[TASK DESCRIPTION] Look below for the line holding "Objective: a point on each instance of the small" and the line holding "Objective: a point on each instance of the stone column". Transcribe exactly those lines and all lines between them, nothing more.

[RECORDS SHOWN]

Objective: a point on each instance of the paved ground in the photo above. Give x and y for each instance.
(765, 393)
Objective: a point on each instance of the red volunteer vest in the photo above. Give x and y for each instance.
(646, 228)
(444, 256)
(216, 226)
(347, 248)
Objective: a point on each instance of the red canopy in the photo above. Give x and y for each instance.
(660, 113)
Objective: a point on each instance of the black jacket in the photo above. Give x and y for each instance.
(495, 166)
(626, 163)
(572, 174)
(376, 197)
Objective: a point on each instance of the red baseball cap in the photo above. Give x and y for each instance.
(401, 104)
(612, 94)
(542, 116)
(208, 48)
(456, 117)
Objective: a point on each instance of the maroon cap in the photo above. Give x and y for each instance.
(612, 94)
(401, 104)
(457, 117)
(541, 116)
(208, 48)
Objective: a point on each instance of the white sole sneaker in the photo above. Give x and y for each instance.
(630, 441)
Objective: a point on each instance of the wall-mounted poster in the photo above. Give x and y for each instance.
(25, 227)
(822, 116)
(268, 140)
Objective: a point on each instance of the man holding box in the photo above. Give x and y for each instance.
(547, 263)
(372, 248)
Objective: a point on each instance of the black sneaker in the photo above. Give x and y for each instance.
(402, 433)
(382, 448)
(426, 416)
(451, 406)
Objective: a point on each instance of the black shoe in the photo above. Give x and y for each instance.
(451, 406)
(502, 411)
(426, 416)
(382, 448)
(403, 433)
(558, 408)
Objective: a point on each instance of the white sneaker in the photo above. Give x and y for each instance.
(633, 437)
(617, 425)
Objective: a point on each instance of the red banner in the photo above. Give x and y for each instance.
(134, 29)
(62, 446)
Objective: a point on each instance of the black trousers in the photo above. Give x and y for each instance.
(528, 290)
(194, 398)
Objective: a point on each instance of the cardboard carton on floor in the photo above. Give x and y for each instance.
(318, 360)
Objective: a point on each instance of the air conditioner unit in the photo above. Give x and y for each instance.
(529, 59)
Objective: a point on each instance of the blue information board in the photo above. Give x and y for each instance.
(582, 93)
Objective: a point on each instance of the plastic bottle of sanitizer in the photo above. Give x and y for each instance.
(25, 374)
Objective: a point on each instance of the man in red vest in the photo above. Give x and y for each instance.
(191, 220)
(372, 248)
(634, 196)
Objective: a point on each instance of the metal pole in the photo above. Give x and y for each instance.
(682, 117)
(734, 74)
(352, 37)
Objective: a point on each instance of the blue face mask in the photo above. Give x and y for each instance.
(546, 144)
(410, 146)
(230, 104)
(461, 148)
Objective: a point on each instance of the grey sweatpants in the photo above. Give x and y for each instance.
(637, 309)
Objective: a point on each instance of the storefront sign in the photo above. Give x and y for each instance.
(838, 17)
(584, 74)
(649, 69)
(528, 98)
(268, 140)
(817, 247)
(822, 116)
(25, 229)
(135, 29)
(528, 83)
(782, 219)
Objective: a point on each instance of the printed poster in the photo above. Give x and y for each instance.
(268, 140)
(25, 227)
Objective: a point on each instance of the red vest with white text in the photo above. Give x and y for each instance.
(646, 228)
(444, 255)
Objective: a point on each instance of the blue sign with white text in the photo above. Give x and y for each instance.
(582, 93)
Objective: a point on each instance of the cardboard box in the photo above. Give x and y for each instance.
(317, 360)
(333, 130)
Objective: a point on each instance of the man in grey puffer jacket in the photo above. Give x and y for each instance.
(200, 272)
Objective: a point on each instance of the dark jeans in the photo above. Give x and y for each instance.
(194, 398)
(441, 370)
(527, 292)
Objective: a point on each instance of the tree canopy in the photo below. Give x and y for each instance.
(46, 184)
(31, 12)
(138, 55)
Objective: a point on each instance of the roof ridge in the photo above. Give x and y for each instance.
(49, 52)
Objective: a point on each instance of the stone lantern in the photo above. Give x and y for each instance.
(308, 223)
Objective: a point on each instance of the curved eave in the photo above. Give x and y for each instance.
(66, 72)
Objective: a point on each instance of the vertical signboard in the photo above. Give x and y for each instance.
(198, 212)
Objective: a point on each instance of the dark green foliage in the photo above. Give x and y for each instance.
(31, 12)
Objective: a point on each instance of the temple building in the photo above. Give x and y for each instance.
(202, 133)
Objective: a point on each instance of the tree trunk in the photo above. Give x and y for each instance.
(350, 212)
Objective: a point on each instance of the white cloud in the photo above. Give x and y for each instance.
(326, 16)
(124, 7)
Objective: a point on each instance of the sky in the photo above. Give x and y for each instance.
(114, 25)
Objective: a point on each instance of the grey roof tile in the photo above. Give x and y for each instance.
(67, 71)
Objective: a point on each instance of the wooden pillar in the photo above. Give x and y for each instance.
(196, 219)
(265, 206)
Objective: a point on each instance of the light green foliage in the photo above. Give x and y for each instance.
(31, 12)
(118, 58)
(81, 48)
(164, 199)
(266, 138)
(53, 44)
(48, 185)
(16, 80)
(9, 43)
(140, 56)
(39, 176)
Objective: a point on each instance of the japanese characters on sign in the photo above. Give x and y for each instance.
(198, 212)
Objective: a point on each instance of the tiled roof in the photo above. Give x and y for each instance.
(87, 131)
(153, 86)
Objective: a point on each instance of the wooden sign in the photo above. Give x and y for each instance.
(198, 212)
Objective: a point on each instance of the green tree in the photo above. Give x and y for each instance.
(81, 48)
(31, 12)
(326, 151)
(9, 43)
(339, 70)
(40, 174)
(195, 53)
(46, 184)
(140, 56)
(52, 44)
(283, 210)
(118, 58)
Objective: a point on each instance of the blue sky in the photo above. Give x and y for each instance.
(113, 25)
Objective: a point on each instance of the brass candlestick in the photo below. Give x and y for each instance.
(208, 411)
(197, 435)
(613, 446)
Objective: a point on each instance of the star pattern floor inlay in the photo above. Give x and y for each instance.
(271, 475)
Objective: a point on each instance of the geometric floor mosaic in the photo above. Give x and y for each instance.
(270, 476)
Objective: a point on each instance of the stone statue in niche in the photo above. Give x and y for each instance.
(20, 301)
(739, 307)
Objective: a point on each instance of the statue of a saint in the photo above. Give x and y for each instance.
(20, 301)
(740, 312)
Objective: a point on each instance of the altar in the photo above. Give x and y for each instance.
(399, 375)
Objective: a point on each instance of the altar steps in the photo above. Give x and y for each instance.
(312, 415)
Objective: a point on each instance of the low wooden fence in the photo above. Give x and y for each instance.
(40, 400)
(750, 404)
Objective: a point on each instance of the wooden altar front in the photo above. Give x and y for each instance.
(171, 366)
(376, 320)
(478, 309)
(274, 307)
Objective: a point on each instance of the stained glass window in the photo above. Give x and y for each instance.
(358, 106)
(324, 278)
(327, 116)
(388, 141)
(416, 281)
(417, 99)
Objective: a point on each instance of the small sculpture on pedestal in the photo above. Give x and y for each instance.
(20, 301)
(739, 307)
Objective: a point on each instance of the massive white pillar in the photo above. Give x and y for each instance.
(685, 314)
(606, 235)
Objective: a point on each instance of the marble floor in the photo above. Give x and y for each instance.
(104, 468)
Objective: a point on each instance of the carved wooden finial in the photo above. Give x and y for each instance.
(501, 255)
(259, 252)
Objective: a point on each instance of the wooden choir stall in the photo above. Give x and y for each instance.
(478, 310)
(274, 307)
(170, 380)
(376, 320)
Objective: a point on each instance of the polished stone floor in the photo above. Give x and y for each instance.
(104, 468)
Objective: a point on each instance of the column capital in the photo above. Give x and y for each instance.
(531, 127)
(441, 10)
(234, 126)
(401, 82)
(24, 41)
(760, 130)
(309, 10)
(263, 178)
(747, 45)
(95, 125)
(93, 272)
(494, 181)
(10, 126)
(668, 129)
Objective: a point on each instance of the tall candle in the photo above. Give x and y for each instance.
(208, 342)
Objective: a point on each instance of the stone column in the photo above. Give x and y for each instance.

--

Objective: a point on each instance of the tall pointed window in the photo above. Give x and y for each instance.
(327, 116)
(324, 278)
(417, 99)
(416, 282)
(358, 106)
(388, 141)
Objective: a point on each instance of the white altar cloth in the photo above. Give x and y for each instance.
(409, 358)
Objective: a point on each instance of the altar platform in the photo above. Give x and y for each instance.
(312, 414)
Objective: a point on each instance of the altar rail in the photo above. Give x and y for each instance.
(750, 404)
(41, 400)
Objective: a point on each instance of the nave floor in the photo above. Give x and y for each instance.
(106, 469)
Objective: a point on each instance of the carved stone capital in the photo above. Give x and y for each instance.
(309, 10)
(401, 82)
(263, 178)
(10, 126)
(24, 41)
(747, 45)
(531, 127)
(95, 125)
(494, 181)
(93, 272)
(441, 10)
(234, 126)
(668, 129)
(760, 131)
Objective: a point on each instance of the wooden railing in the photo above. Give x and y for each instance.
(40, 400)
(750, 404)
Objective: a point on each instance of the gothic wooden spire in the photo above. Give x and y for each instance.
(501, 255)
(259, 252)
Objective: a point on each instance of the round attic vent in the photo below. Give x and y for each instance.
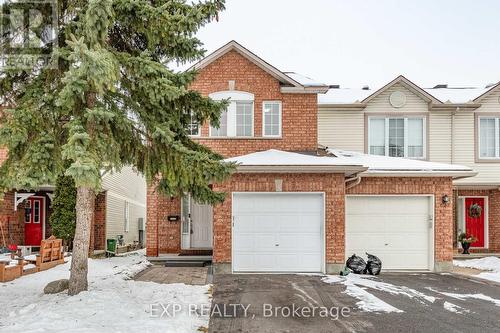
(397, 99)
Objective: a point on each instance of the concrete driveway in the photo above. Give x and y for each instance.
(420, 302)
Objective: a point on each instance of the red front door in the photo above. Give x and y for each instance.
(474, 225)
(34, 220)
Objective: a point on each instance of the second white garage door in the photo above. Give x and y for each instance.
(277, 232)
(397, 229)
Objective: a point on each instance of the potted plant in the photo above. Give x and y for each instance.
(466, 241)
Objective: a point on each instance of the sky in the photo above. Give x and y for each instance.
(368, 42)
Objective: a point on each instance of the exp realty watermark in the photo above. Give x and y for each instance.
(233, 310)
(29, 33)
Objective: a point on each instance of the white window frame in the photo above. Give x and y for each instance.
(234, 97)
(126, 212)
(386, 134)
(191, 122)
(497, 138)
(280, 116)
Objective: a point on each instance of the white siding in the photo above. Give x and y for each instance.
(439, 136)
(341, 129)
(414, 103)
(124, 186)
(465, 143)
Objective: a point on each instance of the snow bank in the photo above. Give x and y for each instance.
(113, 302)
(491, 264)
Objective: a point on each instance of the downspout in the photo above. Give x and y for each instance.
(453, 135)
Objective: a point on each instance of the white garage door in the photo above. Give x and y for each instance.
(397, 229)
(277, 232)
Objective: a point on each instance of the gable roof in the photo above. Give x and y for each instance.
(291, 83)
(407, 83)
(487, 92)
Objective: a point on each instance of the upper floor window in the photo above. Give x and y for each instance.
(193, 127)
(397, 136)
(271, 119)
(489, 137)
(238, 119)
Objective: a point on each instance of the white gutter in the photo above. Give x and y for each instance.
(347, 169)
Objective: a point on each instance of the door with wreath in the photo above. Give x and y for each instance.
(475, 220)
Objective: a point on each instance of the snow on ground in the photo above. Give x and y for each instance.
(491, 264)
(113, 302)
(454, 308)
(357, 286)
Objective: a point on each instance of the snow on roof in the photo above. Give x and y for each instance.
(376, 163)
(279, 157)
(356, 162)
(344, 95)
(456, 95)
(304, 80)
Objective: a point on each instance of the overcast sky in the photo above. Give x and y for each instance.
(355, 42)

[FINAL ANSWER]
Objective: a point on each instance of the small sculpture on pedestal in the photo above. Give x and y for each instance.
(20, 301)
(739, 307)
Objective: a point on each instance of the massive white pillar in the photo above. Give x and y for each instance.
(685, 314)
(606, 235)
Objective: a point on each instance of the marble floor in the photo above. Give x and y for each instance.
(104, 468)
Objective: a point on each instance of the carved wooden finial in the photo above. Give x and y for each instance.
(501, 255)
(259, 252)
Objective: a point on each instance of the wooden choir stall in the photo above. Give x and y for each instance.
(478, 310)
(274, 307)
(170, 380)
(376, 320)
Objective: a point on each instance of the polished stone floor in the photo above. Give x and y for each instance.
(104, 468)
Objective: a point on each instance of the column capital in the photo above. Give x and y for each instance.
(531, 127)
(441, 10)
(234, 126)
(401, 82)
(24, 41)
(760, 130)
(309, 10)
(263, 178)
(747, 45)
(95, 125)
(93, 272)
(494, 181)
(10, 126)
(668, 129)
Objective: a point on each instance of the tall candle in the photo above. Give x and y for each instance.
(208, 342)
Objective: a point on each instance of the stone column in the photo above. Give x and y for each instance.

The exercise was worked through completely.